Source passage:
◆ ◆ ◆ ◆

[jira] Commented: (HADOOP-2095) Reducer failed due to Out ofMemory

Arun C Murthy (JIRA) Fri, 25 Apr 2008 16:49:36 -0700

    [ 
https://issues.apache.org/jira/browse/HADOOP-2095?page=com.atlassian.jira.plugin.system.issuetabpanels:comment-tabpanel&focusedCommentId=12592530#action_12592530
 ]


Arun C Murthy commented on HADOOP-2095:
---------------------------------------

+1 for Eric's proposal.

A minor refinement to discuss:

3) If ram is not full
c) initiate the merge with the in-memory compressed files which fit the quota; 
continue downloading the compressed splits and stuff the compressed split as-is 
in the InMemoryFileSystem (on ram).

The next pass of the merge will pick it up and run with it. It has the 
advantage of saving ram and keeping the merge-code simple: each split is either 
compressed (compression enabled) or not (compression disabled).

Thoughts?

> Reducer failed due to Out ofMemory
> ----------------------------------
>
>                 Key: HADOOP-2095
>                 URL: https://issues.apache.org/jira/browse/HADOOP-2095
>             Project: Hadoop Core
>          Issue Type: Bug
>          Components: mapred
>    Affects Versions: 0.15.0
>            Reporter: Runping Qi
>            Assignee: Arun C Murthy
>         Attachments: HADOOP-2095_CompressedBytesWithCodecPool.patch, 
> HADOOP-2095_debug.patch
>
>
> One of the reducers of my job failed with the following exceptions.
> The failure caused the whole job fail eventually.
> Java heapsize was 768MB and sort.io.mb was 140.

◆ ◆ ◆ ◆

Excerpted records:

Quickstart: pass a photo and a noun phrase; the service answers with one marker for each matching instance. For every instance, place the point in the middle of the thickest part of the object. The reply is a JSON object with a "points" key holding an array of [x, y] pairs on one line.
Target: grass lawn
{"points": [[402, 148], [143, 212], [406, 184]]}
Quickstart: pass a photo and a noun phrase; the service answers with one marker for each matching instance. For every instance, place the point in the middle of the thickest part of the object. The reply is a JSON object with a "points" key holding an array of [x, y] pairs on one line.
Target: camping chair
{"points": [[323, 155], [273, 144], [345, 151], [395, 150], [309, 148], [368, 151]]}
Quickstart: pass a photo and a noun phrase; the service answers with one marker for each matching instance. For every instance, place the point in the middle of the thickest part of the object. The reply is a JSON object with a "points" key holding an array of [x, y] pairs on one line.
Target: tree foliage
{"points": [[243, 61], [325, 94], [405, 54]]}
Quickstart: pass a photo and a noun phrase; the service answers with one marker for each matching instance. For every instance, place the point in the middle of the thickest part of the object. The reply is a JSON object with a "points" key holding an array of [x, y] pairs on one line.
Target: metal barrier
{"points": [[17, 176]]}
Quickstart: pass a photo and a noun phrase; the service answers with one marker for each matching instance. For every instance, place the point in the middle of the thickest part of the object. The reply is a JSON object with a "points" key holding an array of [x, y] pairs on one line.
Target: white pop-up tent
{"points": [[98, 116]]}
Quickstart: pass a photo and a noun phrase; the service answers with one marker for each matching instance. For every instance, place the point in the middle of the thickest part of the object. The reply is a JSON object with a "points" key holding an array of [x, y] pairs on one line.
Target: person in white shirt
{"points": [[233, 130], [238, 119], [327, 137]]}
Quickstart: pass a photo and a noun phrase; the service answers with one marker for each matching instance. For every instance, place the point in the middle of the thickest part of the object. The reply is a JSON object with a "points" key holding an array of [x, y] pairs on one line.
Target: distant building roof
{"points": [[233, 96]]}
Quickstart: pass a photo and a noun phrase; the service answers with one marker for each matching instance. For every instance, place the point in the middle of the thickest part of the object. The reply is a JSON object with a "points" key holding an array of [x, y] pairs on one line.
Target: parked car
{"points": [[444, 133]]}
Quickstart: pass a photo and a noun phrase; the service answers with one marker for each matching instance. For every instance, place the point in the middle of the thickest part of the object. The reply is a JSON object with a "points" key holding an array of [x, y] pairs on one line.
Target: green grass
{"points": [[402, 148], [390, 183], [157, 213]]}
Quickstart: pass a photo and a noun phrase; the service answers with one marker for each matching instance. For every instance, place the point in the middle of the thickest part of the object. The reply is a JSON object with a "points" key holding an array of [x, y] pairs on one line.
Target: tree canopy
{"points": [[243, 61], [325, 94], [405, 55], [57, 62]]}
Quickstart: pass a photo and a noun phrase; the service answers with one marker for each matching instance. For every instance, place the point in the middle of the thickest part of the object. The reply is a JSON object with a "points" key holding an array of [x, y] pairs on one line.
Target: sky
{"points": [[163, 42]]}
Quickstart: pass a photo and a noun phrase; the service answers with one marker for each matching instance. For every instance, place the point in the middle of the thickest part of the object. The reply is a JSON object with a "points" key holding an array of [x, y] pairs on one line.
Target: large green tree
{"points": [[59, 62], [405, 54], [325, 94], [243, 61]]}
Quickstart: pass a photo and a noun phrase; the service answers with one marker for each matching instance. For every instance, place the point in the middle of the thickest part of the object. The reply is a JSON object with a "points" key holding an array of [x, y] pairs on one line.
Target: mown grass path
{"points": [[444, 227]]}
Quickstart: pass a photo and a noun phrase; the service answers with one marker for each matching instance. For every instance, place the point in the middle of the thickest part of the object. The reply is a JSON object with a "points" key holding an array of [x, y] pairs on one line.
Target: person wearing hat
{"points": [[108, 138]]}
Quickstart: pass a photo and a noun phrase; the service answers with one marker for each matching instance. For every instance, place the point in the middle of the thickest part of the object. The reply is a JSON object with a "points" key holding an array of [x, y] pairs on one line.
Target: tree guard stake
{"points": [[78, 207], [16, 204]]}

◆ ◆ ◆ ◆

Short task: Please extract the passage of the HADOOP-2095 comment from "Arun C Murthy commented" up to and including "InMemoryFileSystem (on ram).", copied word for word.

Correct answer:
Arun C Murthy commented on HADOOP-2095:
---------------------------------------

+1 for Eric's proposal.

A minor refinement to discuss:

3) If ram is not full
c) initiate the merge with the in-memory compressed files which fit the quota; 
continue downloading the compressed splits and stuff the compressed split as-is 
in the InMemoryFileSystem (on ram).